In order to admit fluid pressure into the annular chamber 64, a rupture disk 66 is sealingly installed into an opening 68 formed radially through the actuator housing 22. The opening 68 is in fluid communication with the annular chamber 64, so that, when the rupture disk 66 ruptures, fluid pressure on the exterior of the outer housing assembly 12 will be permitted to enter the annular chamber. The rupture disk 66 is made to rupture by applying a predetermined fluid pressure on the exterior of the outer housing assembly 12. When interconnected in a tubing string and positioned within a subterranean well, the exterior of the outer housing assembly 12 is exposed to an annulus formed radially between the tubing string and the wellbore and extending to the earth's surface. Thus, a predetermined fluid pressure may be applied to the annulus at the earth's surface to rupture the rupture disk 66, admit fluid pressure greater than atmospheric to the annular chamber 64, and thereby upwardly bias the operating mandrel 48.

The operating mandrel 48 is secured against axial displacement relative to the outer housing assembly 12 by one or more shear members 70. In the representatively illustrated choke 10, a shear pin 70 is installed radially through the intermediate housing 24 and into the operating mandrel 48. When the upwardly biasing force produced by the fluid pressure admitted into the chamber 64 exceeds the shear strength of the shear pin 70, the pin shears and permits the operating mandrel 48 to displace axially upward to cause rotation of the ball 16.

Preferably, the shear pin 70 is appropriately designed so that it will shear at a fluid pressure less than that at which the rupture disk 66 ruptures, that is, at a pressure less than the predetermined fluid pressure described above. However, it is to be understood that the shear pin 70 may shear at a pressure greater than the predetermined fluid pressure without departing from the principles of the present invention. In that case, the rupture disk 66 would rupture at the predetermined fluid pressure, and then additional fluid pressure could be applied to the exterior of the outer housing assembly 12 to shear the shear pin 70 and upwardly displace the operating mandrel 48.

□ □ □

• _REQUIREMENTS_
Copy the passage on the well choke starting with "Preferably, the shear" and going on through "displace the operating mandrel 48.", replacing "predetermined fluid pressure" with "preset fluid pressure" each time it appears. The listing that comes next isn't needed here.

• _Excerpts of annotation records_

□ □ □

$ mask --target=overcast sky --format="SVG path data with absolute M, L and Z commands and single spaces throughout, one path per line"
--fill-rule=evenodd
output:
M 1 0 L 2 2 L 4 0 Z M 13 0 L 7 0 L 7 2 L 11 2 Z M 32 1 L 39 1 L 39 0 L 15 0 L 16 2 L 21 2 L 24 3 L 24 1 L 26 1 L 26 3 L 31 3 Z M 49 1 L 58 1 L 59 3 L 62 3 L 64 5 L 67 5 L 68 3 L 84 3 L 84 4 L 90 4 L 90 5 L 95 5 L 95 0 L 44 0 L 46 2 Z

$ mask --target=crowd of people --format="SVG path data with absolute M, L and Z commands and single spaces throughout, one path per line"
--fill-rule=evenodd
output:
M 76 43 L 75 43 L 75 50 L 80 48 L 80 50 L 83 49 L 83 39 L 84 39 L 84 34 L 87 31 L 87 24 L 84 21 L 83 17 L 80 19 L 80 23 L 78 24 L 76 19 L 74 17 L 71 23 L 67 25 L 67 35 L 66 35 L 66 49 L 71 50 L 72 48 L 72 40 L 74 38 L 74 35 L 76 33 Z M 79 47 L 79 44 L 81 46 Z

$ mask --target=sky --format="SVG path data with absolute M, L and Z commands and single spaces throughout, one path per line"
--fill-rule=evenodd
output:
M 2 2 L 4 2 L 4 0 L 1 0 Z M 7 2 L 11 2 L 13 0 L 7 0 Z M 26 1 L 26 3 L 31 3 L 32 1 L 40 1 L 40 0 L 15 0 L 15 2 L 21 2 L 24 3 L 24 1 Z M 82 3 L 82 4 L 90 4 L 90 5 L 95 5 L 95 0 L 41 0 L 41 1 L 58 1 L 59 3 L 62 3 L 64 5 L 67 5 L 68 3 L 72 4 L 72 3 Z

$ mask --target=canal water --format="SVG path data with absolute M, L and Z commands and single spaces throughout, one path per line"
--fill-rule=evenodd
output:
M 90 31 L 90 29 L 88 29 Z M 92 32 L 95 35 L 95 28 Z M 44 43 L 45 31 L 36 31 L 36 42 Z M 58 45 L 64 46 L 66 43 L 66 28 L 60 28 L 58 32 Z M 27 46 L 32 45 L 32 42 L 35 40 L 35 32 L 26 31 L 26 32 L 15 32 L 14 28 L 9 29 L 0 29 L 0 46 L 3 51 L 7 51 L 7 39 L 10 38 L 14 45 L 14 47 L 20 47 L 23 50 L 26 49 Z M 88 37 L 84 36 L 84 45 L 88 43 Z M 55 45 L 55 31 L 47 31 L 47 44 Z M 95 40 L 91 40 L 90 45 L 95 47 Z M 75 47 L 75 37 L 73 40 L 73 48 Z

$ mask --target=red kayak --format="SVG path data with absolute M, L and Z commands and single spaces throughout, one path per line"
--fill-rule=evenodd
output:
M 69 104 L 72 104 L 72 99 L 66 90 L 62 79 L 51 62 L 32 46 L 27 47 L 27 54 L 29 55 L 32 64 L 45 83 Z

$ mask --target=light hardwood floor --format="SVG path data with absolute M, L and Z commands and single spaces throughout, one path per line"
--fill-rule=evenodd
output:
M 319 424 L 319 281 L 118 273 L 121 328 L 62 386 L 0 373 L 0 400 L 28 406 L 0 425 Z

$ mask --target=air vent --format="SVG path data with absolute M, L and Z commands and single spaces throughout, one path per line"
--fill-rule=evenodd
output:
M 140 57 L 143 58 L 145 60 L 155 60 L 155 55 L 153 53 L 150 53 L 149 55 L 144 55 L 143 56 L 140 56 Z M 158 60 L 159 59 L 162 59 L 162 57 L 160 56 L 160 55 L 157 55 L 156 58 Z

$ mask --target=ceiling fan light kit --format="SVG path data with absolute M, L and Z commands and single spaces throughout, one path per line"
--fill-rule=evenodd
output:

□ □ □

• _RESULT_
Preferably, the shear pin 70 is appropriately designed so that it will shear at a fluid pressure less than that at which the rupture disk 66 ruptures, that is, at a pressure less than the preset fluid pressure described above. However, it is to be understood that the shear pin 70 may shear at a pressure greater than the preset fluid pressure without departing from the principles of the present invention. In that case, the rupture disk 66 would rupture at the preset fluid pressure, and then additional fluid pressure could be applied to the exterior of the outer housing assembly 12 to shear the shear pin 70 and upwardly displace the operating mandrel 48.